** BEGIN **

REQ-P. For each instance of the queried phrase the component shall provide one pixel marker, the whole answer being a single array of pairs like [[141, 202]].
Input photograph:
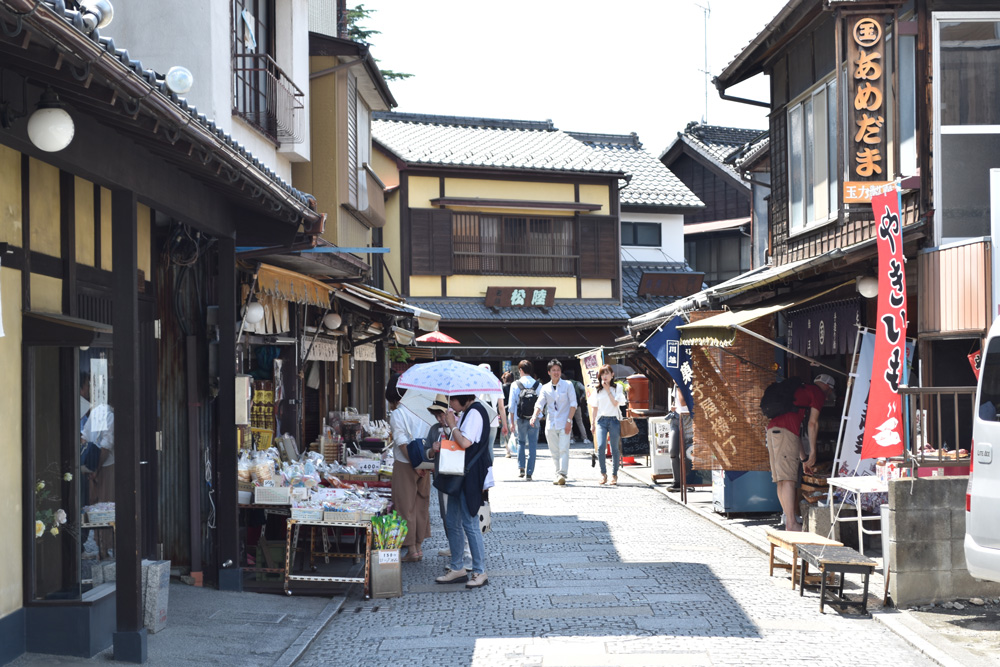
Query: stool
[[790, 540], [837, 561]]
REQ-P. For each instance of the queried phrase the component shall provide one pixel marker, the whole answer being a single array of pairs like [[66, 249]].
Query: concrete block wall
[[926, 556]]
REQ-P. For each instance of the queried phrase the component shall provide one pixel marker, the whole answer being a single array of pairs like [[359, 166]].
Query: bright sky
[[589, 65]]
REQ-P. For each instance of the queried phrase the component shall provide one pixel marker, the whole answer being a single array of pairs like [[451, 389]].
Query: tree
[[359, 33]]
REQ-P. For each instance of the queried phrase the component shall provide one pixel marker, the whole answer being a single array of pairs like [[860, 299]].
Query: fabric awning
[[291, 286], [720, 330]]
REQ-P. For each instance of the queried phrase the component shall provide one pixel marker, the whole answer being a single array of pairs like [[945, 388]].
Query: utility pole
[[707, 10]]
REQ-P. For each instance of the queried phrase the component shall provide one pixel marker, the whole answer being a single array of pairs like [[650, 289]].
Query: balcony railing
[[265, 97]]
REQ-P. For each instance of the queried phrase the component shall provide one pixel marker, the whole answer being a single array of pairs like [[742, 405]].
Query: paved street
[[588, 575]]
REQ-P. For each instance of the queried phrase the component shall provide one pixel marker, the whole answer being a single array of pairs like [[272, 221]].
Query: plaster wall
[[671, 238]]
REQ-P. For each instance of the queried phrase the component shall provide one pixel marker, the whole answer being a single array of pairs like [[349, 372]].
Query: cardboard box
[[386, 574]]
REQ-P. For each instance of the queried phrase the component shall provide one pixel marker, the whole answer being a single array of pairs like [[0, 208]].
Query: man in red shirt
[[785, 445]]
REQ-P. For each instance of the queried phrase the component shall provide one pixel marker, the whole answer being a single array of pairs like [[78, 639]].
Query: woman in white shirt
[[605, 416], [411, 489]]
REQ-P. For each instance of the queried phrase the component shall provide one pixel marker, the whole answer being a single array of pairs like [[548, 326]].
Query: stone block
[[919, 556], [958, 524], [920, 525], [927, 493]]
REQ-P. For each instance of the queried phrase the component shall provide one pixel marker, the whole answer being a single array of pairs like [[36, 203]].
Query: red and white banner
[[884, 419]]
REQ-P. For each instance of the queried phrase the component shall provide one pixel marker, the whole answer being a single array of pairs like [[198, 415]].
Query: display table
[[836, 561], [292, 538], [857, 486], [791, 540]]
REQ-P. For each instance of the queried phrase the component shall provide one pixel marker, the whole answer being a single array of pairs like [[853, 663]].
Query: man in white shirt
[[558, 400]]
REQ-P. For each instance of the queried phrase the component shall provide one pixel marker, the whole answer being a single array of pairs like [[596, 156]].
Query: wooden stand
[[836, 561], [792, 540]]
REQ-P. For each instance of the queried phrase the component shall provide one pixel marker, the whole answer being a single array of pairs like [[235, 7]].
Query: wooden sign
[[867, 99], [520, 297]]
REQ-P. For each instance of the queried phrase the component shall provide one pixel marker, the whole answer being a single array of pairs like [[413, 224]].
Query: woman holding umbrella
[[411, 489]]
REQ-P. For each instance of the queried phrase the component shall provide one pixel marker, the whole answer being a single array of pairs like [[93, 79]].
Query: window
[[641, 233], [813, 179], [263, 95], [967, 129], [513, 245]]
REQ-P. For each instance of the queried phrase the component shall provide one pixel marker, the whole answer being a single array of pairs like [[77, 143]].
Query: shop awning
[[291, 286], [720, 330]]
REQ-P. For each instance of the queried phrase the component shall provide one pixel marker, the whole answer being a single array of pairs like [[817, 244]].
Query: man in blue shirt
[[558, 400]]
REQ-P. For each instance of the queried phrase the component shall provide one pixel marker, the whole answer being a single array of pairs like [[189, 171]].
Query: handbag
[[451, 459], [629, 428]]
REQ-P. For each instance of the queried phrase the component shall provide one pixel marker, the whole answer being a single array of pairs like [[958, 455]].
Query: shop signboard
[[884, 422]]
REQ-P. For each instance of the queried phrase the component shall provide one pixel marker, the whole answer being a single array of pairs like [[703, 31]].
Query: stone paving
[[591, 575]]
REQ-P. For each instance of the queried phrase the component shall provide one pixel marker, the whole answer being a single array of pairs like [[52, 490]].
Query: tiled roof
[[486, 142], [472, 309], [155, 80], [632, 273], [716, 143], [652, 184]]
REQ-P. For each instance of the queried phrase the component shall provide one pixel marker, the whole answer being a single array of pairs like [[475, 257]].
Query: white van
[[982, 497]]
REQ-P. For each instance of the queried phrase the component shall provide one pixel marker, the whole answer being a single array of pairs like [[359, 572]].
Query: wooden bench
[[790, 540], [838, 560]]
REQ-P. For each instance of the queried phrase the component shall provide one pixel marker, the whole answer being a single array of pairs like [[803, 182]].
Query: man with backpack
[[523, 396], [786, 404]]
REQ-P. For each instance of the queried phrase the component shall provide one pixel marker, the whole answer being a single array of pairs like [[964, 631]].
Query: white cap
[[826, 379]]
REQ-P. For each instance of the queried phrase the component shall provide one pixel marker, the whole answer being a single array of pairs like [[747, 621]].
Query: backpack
[[779, 397], [526, 400]]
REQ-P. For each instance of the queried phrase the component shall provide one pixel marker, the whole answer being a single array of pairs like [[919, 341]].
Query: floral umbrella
[[451, 378]]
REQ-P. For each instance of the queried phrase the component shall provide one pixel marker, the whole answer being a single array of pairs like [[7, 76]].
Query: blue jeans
[[462, 526], [609, 429], [527, 436]]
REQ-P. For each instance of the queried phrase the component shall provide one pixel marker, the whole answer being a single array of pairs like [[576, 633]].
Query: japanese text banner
[[884, 422]]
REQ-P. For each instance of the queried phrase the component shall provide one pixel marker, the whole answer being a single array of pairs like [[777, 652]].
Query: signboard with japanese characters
[[867, 163], [884, 421], [520, 297]]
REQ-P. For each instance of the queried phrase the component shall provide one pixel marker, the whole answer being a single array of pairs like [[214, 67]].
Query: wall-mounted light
[[867, 286], [50, 127], [179, 80], [255, 313]]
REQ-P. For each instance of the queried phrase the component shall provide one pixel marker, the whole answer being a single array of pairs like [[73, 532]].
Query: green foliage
[[359, 33]]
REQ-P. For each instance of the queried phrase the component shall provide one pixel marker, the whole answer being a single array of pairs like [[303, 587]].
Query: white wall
[[671, 238], [196, 34]]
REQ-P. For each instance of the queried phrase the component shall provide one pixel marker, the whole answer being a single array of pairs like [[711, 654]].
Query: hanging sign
[[884, 421], [868, 140]]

** END **

§ GIVEN REQUEST: Please begin at the line that has "like [[235, 7]]." and stop after the line that has "[[411, 489]]", writing those lines out again with "woman holding umbrella" renamed to "person holding umbrella" and nothing else changed.

§ TASK RESULT:
REQ-P. For each instance of the queried phrase the component shall provide one pixel marker, the whole answer being a single array of pairs like [[235, 7]].
Query: wooden sign
[[867, 99], [520, 297]]
REQ-P. For each instance of the queried phrase the component shall provide one pixel marker, the whole answer being a single array of pairs like [[413, 224]].
Query: person holding umbrella
[[411, 489]]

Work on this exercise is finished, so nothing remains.